▸ **INSTRUCTION**
Can you render the material below as a Markdown table with a "Row" column numbering each line and a "Line" column holding that line, leaving out the blank lines?

▸ **EXERCISE MATERIAL**
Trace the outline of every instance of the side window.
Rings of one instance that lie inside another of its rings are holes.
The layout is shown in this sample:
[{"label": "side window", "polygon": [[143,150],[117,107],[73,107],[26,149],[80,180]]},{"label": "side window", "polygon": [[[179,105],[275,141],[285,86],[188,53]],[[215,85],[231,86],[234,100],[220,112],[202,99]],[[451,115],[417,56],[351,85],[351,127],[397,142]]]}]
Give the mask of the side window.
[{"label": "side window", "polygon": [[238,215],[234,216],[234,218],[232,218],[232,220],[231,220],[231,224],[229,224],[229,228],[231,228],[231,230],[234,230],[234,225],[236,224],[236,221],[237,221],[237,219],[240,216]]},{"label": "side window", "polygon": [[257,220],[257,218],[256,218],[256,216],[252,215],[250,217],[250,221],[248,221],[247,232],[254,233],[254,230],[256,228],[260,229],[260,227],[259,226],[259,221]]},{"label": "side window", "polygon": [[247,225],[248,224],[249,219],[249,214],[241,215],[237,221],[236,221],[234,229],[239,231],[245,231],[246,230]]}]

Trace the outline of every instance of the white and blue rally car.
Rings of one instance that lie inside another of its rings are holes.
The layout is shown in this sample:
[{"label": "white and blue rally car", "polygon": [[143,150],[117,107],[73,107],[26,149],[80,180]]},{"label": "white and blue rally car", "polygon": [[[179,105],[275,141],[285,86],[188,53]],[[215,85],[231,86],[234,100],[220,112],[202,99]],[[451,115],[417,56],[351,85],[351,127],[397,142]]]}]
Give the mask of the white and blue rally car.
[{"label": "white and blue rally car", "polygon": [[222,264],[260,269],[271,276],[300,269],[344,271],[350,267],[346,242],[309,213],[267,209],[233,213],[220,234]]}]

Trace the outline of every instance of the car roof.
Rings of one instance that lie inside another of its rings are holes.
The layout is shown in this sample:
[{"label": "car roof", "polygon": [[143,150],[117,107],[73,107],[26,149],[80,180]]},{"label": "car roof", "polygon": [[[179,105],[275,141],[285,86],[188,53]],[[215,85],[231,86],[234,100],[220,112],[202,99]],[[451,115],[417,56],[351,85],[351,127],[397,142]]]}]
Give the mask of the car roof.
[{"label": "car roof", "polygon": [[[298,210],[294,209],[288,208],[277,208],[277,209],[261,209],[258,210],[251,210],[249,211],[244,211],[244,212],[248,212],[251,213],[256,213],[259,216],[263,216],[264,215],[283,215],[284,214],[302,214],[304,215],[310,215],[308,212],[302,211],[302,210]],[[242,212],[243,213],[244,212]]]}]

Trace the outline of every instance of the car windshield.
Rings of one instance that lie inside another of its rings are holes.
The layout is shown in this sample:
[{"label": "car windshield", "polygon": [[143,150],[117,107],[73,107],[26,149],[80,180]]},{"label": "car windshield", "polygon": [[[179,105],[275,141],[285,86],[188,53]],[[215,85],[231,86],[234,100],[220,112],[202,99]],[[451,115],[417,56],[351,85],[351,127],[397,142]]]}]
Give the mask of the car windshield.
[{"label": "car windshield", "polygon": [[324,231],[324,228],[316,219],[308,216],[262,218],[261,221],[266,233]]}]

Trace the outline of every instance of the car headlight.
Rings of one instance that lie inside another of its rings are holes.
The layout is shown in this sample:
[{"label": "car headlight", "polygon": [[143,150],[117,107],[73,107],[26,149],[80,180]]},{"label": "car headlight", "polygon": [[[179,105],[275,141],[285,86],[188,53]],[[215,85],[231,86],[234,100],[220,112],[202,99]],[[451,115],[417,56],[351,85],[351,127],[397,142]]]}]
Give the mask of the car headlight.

▸ **RESPONSE BELOW**
| Row | Line |
|---|---|
| 1 | Trace the outline of every instance of the side window. |
| 2 | Rings of one instance that lie inside another of its rings are holes. |
| 3 | The layout is shown in this sample: |
| 4 | [{"label": "side window", "polygon": [[143,150],[117,107],[73,107],[26,149],[80,180]]},{"label": "side window", "polygon": [[[179,105],[275,141],[285,86],[188,53]],[[215,85],[231,86],[234,100],[220,112],[202,99]],[[451,115],[417,56],[351,85],[351,127],[397,142]]]}] |
| 5 | Give the mask of the side window. |
| 6 | [{"label": "side window", "polygon": [[238,215],[234,216],[234,218],[232,218],[232,220],[231,220],[231,224],[229,224],[229,228],[231,228],[231,230],[234,230],[234,225],[236,224],[236,221],[237,221],[237,219],[240,216]]},{"label": "side window", "polygon": [[257,220],[257,218],[256,218],[256,216],[252,215],[250,217],[250,221],[248,221],[247,232],[254,233],[254,230],[256,228],[260,229],[260,227],[259,226],[259,221]]},{"label": "side window", "polygon": [[247,225],[248,224],[249,219],[249,214],[241,215],[237,221],[236,221],[234,229],[239,231],[245,231],[246,230]]}] |
| 7 | Trace the outline of every instance of the white and blue rally car. |
| 8 | Rings of one instance that lie inside another of its rings are holes. |
| 9 | The layout is shown in this sample: |
| 10 | [{"label": "white and blue rally car", "polygon": [[143,150],[117,107],[73,107],[26,149],[80,180]]},{"label": "white and blue rally car", "polygon": [[[179,105],[275,141],[285,86],[188,53]],[[215,85],[231,86],[234,100],[220,112],[202,99]],[[451,115],[417,56],[351,85],[351,127],[397,142]]]}] |
| 11 | Give the mask of the white and blue rally car. |
| 12 | [{"label": "white and blue rally car", "polygon": [[222,264],[260,269],[271,276],[300,269],[344,271],[350,267],[346,242],[309,213],[267,209],[233,213],[220,234]]}] |
| 13 | Trace the outline of every instance of the car roof. |
| 14 | Rings of one instance that lie inside another of its rings are holes. |
| 15 | The layout is shown in this sample: |
| 16 | [{"label": "car roof", "polygon": [[143,150],[117,107],[73,107],[26,149],[80,180]]},{"label": "car roof", "polygon": [[[179,105],[275,141],[285,86],[188,53]],[[215,85],[231,86],[234,100],[220,112],[202,99]],[[451,115],[417,56],[351,85],[351,127],[397,142]]]}] |
| 17 | Give the mask of the car roof. |
| 18 | [{"label": "car roof", "polygon": [[[298,210],[294,209],[288,208],[277,208],[277,209],[261,209],[258,210],[251,210],[249,211],[244,211],[244,212],[248,212],[251,213],[256,213],[259,216],[263,216],[264,215],[283,215],[284,214],[302,214],[304,215],[310,215],[308,212],[302,211],[302,210]],[[242,212],[243,213],[244,212]]]}] |
| 19 | Trace the outline of every instance of the car windshield. |
| 20 | Rings of one instance that lie inside another of its rings are holes. |
| 21 | The layout is shown in this sample: |
| 22 | [{"label": "car windshield", "polygon": [[143,150],[117,107],[73,107],[26,149],[80,180]]},{"label": "car windshield", "polygon": [[[179,105],[275,141],[285,86],[188,53]],[[215,85],[231,86],[234,100],[220,112],[202,99]],[[451,115],[417,56],[351,85],[351,127],[397,142]]]}] |
| 23 | Give the mask of the car windshield. |
| 24 | [{"label": "car windshield", "polygon": [[324,231],[324,228],[316,219],[308,216],[262,218],[261,221],[266,233]]}] |
| 25 | Trace the outline of every instance of the car headlight. |
| 26 | Rings of one instance that lie inside another of its rings are holes. |
| 27 | The layout is shown in this sample: |
| 28 | [{"label": "car headlight", "polygon": [[143,150],[117,107],[73,107],[26,149],[80,180]]},{"label": "car headlight", "polygon": [[[179,105],[275,141],[285,86],[188,53]],[[215,85],[231,86],[234,100],[220,112],[202,99]],[[451,115],[417,56],[351,85],[351,127],[397,142]]]}] |
| 29 | Give the mask of the car headlight. |